[Region labeling lines]
──────

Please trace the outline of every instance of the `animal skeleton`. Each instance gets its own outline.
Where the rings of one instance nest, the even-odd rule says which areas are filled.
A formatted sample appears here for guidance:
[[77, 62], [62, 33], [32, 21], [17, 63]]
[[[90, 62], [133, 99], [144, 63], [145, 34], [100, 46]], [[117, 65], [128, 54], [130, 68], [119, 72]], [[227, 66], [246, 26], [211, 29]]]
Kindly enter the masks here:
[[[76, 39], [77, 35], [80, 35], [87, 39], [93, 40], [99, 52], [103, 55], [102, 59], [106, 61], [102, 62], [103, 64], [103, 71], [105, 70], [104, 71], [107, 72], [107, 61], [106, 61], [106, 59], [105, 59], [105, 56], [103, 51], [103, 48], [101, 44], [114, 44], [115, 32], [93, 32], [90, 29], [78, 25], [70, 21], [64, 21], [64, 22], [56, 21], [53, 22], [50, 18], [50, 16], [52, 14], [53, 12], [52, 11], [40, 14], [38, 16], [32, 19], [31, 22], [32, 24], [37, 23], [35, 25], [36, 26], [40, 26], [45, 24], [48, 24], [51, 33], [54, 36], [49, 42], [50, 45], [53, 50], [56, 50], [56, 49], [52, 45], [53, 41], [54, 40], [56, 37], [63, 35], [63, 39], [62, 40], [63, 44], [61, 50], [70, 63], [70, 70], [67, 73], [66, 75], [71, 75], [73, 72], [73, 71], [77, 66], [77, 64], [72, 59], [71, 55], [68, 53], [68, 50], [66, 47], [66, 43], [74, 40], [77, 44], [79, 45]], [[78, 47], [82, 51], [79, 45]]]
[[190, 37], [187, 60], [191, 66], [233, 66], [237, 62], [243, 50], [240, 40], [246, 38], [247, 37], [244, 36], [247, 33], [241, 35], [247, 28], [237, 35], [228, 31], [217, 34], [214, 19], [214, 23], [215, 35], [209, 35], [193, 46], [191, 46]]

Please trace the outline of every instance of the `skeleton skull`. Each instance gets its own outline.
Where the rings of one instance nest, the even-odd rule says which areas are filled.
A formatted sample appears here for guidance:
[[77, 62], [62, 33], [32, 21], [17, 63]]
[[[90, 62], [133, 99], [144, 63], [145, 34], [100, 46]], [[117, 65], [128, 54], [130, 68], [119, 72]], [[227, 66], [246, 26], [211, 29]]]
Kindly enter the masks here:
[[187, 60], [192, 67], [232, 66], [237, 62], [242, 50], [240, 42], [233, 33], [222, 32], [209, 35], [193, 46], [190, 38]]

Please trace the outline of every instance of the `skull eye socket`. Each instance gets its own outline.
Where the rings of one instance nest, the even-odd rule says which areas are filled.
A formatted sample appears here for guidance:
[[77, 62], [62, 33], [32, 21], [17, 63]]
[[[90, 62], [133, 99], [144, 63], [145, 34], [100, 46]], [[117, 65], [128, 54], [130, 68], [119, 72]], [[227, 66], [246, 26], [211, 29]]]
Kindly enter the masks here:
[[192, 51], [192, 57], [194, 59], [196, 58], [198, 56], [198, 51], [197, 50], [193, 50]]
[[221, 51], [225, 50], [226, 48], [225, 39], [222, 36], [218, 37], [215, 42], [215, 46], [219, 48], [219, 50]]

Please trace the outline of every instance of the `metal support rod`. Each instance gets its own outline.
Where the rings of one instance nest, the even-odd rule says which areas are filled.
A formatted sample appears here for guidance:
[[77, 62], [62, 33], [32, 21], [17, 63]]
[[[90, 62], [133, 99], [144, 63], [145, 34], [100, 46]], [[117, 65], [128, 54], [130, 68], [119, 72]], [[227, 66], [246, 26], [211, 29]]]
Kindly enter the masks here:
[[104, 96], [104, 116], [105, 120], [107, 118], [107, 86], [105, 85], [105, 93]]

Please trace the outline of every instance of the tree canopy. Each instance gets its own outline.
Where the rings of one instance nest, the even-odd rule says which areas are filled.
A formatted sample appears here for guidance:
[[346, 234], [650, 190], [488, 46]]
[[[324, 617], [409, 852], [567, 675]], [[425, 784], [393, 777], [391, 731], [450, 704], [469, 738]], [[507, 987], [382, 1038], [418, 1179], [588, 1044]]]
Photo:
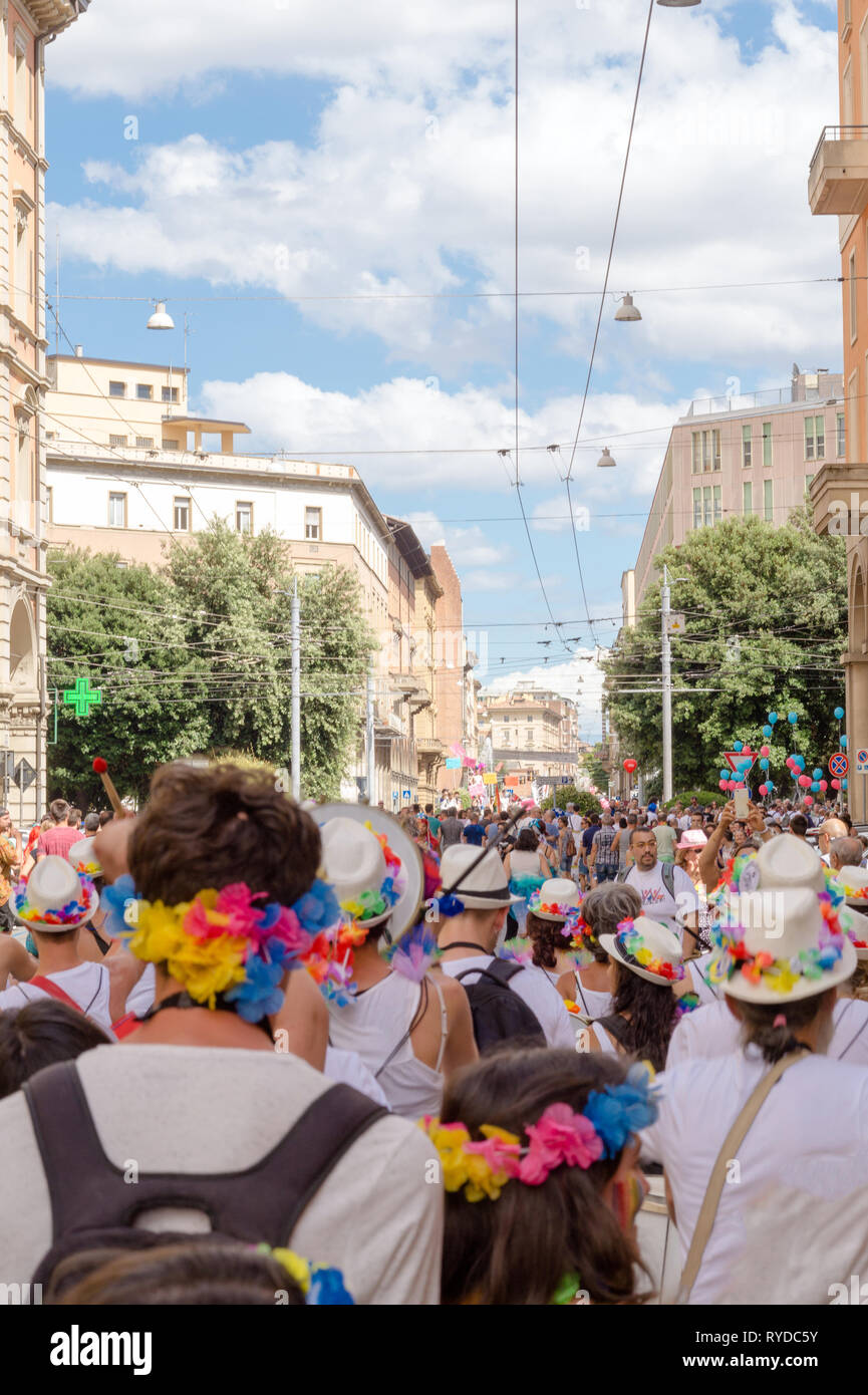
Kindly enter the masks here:
[[[678, 790], [717, 783], [723, 752], [741, 739], [770, 746], [769, 777], [787, 788], [784, 762], [800, 751], [823, 764], [837, 751], [833, 710], [843, 703], [839, 660], [847, 643], [846, 545], [819, 537], [807, 509], [784, 527], [731, 518], [664, 548], [671, 608], [685, 632], [673, 638], [673, 770]], [[624, 755], [639, 769], [663, 760], [660, 582], [649, 587], [635, 628], [621, 631], [604, 664], [606, 693]], [[641, 692], [639, 689], [653, 689]], [[680, 692], [678, 689], [689, 689]], [[706, 691], [703, 691], [706, 689]], [[770, 738], [769, 711], [780, 721]], [[798, 714], [791, 727], [787, 713]], [[752, 774], [756, 781], [756, 773]]]
[[[215, 520], [172, 541], [158, 571], [64, 550], [49, 572], [49, 688], [61, 699], [85, 677], [102, 691], [88, 716], [59, 702], [52, 797], [102, 802], [95, 755], [119, 791], [138, 798], [155, 766], [194, 753], [243, 752], [289, 769], [294, 578], [276, 534], [250, 537]], [[353, 572], [328, 565], [297, 582], [301, 790], [336, 798], [375, 638]]]

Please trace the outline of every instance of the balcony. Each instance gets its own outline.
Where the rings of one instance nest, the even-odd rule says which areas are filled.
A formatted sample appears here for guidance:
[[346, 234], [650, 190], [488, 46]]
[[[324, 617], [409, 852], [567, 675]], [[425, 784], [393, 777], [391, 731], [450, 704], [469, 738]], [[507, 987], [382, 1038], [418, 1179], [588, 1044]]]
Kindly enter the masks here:
[[812, 213], [861, 213], [868, 204], [868, 126], [826, 126], [808, 174]]

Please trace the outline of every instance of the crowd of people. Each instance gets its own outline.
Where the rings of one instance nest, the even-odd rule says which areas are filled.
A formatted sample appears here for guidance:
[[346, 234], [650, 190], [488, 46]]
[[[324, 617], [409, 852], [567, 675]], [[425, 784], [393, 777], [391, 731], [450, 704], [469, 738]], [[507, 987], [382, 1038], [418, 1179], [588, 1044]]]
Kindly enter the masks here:
[[0, 1283], [826, 1304], [868, 1272], [846, 810], [392, 817], [174, 762], [121, 815], [0, 815]]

──────

**REQUEST**.
Could you write out again the lines from the line with "Please trace the outline of every instance of the balcony." through the last of the lines, offsetting every vertex coordinate in the answers by 109 while keeping the sample coordinates and all other text unchanged?

**TASK OUTPUT**.
Please trace the outline of every instance of the balcony. Each instance gets its own outline.
Where the rings of one instance nest, the even-odd rule says which areas are filled.
A formatted sample appears here for guidance:
[[346, 234], [650, 190], [488, 46]]
[[[324, 617], [409, 852], [567, 675]], [[425, 784], [393, 777], [391, 731], [450, 704], [469, 738]], [[507, 987], [382, 1038], [418, 1179], [588, 1044]]]
Kindly enter the masks here:
[[921, 322], [970, 322], [977, 313], [977, 235], [935, 235], [917, 283]]

Please trace the outline of every instance of the crowd of people. Each instance gets its own outline.
Where the rings of one instance nest, the even-odd rule says which areas are filled.
A formatted sample appears here for guidance:
[[346, 234], [650, 190], [488, 46]]
[[[324, 617], [409, 852], [567, 675]], [[425, 784], [393, 777], [391, 731], [450, 704], [469, 738]], [[507, 987], [382, 1038], [418, 1179], [588, 1044]]]
Kindly enter the masks here:
[[109, 1392], [935, 1413], [977, 1381], [955, 919], [501, 926], [283, 871], [230, 924], [109, 924]]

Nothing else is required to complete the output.